§ **SUPPLIED PASSAGE**:
1085. Perfect Sequence (25)

Given a sequence of positive integers and another positive integer p. The sequence is said to be a "perfect sequence" if M <= m * p where M and m are the maximum and minimum numbers in the sequence, respectively.

Now given a sequence and a parameter p, you are supposed to find from the sequence as many numbers as possible to form a perfect subsequence.

Input Specification:

Each input file contains one test case. For each case, the first line contains two positive integers N and p, where N (<= 10⁵) is the number of integers in the sequence, and p (<= 10⁹) is the parameter. In the second line there are N positive integers, each is no greater than 10⁹.

Output Specification:

For each test case, print in one line the maximum number of integers that can be chosen to form a perfect subsequence.

§ **GIVEN RECORDS**:
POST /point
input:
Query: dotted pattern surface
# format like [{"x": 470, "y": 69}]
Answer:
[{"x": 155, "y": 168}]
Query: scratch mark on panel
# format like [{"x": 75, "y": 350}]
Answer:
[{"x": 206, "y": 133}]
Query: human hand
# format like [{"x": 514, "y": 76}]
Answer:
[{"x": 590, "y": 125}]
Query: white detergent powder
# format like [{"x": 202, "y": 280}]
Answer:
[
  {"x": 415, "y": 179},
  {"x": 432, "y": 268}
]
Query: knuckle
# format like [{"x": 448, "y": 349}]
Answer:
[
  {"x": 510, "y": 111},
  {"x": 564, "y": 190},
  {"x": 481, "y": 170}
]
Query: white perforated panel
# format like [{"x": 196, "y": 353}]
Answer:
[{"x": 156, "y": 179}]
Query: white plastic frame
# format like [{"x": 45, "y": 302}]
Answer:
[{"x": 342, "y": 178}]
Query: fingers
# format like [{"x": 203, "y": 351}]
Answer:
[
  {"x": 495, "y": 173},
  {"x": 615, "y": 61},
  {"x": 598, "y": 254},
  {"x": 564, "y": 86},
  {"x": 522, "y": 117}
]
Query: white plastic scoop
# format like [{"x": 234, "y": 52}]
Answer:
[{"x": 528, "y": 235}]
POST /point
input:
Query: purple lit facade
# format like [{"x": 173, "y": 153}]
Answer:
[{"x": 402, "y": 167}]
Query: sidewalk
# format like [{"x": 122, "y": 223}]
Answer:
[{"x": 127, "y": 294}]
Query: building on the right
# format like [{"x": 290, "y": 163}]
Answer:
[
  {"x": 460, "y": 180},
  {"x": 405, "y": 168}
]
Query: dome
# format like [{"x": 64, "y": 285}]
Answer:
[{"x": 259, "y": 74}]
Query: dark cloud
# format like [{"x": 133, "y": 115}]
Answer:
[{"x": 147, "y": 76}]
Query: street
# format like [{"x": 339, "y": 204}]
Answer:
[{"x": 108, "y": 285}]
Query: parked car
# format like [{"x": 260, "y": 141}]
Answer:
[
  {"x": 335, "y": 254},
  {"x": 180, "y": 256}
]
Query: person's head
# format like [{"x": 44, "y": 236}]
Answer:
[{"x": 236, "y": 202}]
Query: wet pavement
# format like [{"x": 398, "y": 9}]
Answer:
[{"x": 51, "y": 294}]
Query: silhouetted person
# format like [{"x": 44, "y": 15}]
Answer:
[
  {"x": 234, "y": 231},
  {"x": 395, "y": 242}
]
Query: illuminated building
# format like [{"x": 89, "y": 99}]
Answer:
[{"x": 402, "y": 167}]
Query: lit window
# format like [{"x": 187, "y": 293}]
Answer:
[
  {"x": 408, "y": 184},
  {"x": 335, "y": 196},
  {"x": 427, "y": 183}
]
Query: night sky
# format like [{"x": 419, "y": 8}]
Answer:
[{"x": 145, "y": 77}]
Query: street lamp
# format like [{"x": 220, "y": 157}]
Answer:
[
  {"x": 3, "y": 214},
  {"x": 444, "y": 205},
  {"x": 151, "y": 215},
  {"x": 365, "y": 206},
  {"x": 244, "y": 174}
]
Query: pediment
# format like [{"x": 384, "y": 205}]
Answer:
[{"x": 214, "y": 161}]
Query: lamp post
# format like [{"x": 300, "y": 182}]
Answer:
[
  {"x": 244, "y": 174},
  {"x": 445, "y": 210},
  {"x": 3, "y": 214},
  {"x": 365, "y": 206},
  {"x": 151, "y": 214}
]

§ **BRIEF 1**: Rewrite the Perfect Sequence problem statement, beginning at "Now given a" and stopping after "greater than 10⁹.", with "parameter" replaced by "constant".
§ **BRIEF 2**: Extend the Perfect Sequence problem statement from the point where it stops.
The records were taken from a separate source.

§ **WRITTEN RESPONSE 1**:
Now given a sequence and a constant p, you are supposed to find from the sequence as many numbers as possible to form a perfect subsequence.

Input Specification:

Each input file contains one test case. For each case, the first line contains two positive integers N and p, where N (<= 10⁵) is the number of integers in the sequence, and p (<= 10⁹) is the constant. In the second line there are N positive integers, each is no greater than 10⁹.

§ **WRITTEN RESPONSE 2**:
Sample Input:

10 8
2 3 20 4 5 1 6 7 8 9

Sample Output:

8

#include<stdio.h>
#include<vector>
#include<algorithm>
using namespace std;
int main()
{
    long long len,p,i,tem,j;
    vector<long long> vv;
    scanf("%lld%lld",&len,&p);
    for(i = 0;i<len;i++)
    {
        scanf("%lld",&tem);
        vv.push_back(tem);
    }

    sort(vv.begin(),vv.end());

    int Max= 0;
    int count;
    i = 0; j = 0;
    for(i = 0 ; i < len ;i ++)
    {
        j = i + Max;
        count = Max;
        while( j < len && vv[j] <= vv[i] * p)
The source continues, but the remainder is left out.